** start DOCUMENT PASSAGE **

Mr. Miller took steps to get a grip on rising numbers after becoming immigration minister in 2023, including capping the number of international students, and reducing targets for the number of permanent and temporary residents. In last month’s cabinet shuffle, Mr. Carney replaced Mr. Miller with Rachel Bendayan.
In an interview with The Globe and Mail shortly after taking on the role, Ms. Bendayan said she wanted to make further reductions to the number of migrants living in Canada.
But advocates for migrants are warning that the two main parties’ immigration policies of capping numbers could lead to mass deportations of temporary migrants.
Syed Hussan of the Migrant Rights Network said it was wrong to link housing affordability with immigration, as many people being granted permanent residency are already living here on visas.

** end DOCUMENT PASSAGE **
** start DATA EXTRACT **

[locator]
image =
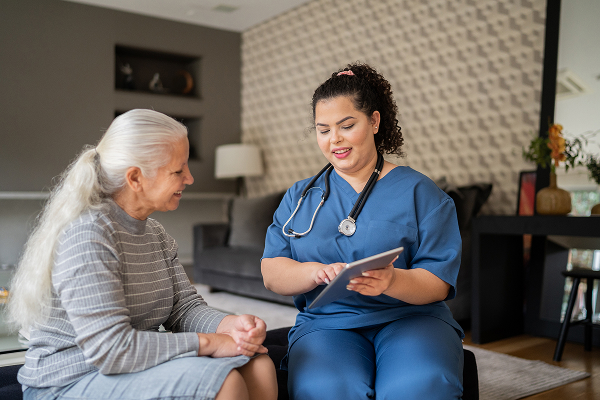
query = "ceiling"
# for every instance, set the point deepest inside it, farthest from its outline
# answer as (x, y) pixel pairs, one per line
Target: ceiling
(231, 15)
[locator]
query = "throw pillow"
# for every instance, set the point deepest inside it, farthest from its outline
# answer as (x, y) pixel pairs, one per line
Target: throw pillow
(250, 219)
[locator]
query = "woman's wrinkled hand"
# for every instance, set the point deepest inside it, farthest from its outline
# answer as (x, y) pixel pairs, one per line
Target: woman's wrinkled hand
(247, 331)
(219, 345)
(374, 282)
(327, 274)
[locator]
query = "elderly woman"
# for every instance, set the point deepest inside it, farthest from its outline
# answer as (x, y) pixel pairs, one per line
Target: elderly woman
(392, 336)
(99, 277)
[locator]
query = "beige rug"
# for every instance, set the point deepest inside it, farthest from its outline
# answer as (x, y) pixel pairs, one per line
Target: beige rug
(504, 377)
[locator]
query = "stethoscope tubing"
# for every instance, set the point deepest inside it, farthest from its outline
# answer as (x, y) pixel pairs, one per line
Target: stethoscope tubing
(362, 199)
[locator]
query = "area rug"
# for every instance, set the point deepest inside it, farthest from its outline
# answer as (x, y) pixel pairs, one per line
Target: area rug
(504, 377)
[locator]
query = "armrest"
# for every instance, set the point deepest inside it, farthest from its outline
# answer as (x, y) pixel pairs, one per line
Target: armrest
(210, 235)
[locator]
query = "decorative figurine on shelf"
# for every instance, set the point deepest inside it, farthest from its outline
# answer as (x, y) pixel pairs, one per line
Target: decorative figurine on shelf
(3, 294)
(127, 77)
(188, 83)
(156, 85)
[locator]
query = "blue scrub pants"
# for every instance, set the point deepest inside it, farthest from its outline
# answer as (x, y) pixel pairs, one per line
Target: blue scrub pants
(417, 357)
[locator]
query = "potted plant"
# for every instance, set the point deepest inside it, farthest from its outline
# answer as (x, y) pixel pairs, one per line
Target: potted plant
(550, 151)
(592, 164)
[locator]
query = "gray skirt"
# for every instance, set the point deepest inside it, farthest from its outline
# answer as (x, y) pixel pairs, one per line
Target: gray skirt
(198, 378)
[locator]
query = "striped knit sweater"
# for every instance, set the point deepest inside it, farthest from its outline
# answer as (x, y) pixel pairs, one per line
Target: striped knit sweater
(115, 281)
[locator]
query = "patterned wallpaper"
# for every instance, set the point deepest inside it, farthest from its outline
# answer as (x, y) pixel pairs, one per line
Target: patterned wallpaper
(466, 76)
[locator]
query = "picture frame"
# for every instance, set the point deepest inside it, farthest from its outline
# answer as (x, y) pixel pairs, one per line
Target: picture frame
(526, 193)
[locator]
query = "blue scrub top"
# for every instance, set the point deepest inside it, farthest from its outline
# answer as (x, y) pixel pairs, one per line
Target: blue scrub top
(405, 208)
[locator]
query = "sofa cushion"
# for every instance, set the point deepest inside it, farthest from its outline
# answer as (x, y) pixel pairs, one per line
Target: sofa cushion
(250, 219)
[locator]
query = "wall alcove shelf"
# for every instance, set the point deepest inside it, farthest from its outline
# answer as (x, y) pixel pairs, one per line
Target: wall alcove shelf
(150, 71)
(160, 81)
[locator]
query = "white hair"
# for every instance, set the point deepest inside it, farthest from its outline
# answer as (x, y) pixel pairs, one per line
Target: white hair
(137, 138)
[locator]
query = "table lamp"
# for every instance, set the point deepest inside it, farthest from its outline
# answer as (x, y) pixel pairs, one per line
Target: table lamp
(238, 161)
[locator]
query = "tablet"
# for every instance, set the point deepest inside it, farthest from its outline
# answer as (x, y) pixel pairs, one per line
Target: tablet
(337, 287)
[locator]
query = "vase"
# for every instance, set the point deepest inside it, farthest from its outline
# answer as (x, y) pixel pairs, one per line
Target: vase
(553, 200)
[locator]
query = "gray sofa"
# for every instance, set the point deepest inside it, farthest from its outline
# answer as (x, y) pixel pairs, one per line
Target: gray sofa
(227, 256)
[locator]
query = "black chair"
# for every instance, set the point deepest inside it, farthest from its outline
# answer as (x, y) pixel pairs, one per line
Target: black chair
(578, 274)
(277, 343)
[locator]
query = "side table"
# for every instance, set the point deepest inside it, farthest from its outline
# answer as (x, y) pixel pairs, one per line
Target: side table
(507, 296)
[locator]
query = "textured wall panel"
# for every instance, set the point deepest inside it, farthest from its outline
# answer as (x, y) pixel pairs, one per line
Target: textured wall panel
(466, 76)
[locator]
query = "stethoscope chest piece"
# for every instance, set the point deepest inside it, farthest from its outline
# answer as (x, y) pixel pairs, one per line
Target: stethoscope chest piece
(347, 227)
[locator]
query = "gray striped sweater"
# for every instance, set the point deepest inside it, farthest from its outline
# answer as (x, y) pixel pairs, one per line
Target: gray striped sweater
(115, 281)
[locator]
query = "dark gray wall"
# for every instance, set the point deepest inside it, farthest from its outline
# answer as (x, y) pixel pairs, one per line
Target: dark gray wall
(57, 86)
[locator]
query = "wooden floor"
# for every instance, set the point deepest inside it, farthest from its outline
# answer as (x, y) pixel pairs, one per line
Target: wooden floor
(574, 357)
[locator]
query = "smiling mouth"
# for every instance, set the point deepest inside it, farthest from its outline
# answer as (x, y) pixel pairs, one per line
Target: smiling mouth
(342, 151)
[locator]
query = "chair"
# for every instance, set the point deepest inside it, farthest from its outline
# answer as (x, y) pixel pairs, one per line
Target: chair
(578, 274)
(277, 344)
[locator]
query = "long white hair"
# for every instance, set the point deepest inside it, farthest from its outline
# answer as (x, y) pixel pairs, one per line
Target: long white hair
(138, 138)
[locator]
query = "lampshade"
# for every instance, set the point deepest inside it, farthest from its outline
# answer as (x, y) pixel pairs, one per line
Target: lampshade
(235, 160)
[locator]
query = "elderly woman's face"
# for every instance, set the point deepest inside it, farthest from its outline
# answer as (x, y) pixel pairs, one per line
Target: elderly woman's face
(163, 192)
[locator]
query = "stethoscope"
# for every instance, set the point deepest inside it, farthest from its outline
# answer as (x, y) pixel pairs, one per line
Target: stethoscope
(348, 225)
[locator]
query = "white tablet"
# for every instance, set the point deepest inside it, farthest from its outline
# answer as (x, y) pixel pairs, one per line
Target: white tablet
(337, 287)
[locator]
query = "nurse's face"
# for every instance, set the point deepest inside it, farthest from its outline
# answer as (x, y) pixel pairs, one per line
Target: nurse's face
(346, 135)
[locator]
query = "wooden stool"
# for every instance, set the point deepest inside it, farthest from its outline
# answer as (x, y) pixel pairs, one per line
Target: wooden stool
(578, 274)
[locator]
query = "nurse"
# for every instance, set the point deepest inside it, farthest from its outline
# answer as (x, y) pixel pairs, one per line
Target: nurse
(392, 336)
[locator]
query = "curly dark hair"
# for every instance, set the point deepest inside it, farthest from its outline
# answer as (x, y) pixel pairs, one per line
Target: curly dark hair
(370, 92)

** end DATA EXTRACT **
** start DATA EXTRACT **

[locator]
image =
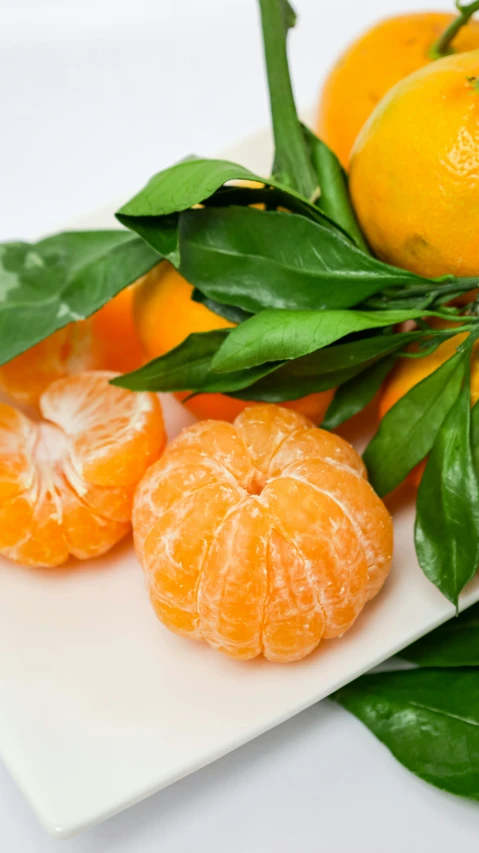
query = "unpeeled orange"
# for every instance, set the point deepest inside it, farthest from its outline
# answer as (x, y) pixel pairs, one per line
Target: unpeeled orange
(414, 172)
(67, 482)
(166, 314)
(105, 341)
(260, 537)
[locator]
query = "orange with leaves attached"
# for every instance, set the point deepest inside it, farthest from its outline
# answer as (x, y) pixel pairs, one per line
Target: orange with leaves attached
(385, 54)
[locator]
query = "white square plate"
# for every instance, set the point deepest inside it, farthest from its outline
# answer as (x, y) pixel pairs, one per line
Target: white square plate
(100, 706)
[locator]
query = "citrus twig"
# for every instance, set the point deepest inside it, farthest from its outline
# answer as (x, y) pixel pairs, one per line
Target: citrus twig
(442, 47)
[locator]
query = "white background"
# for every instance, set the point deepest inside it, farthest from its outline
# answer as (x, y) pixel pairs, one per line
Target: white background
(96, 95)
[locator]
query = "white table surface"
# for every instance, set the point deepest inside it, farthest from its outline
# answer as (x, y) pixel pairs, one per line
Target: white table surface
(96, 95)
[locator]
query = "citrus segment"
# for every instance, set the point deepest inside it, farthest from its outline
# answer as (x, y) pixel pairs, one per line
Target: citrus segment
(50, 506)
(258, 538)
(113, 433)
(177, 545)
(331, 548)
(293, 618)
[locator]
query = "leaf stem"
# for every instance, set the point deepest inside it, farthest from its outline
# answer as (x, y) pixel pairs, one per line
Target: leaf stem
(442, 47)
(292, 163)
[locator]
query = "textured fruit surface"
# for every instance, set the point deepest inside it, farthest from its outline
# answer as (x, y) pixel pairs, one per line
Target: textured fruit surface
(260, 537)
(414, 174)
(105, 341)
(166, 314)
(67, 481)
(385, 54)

** end DATA EXTRACT **

**PROBLEM DETAILS:**
Pick up the passage on Canada's immigration policy right after its last sentence and keep writing.

**THE ANSWER:**
“Both the Liberals and the Conservatives are continuing to fan the flames of division and xenophobia and continue to link immigration and the housing and affordability crisis incorrectly,” he said.
He said the votes of immigrants to Canada would likely not be swayed by the parties’ immigration policies, but by wages and other “pocketbook issues” as their concerns align with those of other Canadians.
Editor’s note: (April 8, 2025): A previous version of this article incorrectly referred to Cardus as a Catholic institute. It is not exclusively Catholic, but Christian. This version has been updated.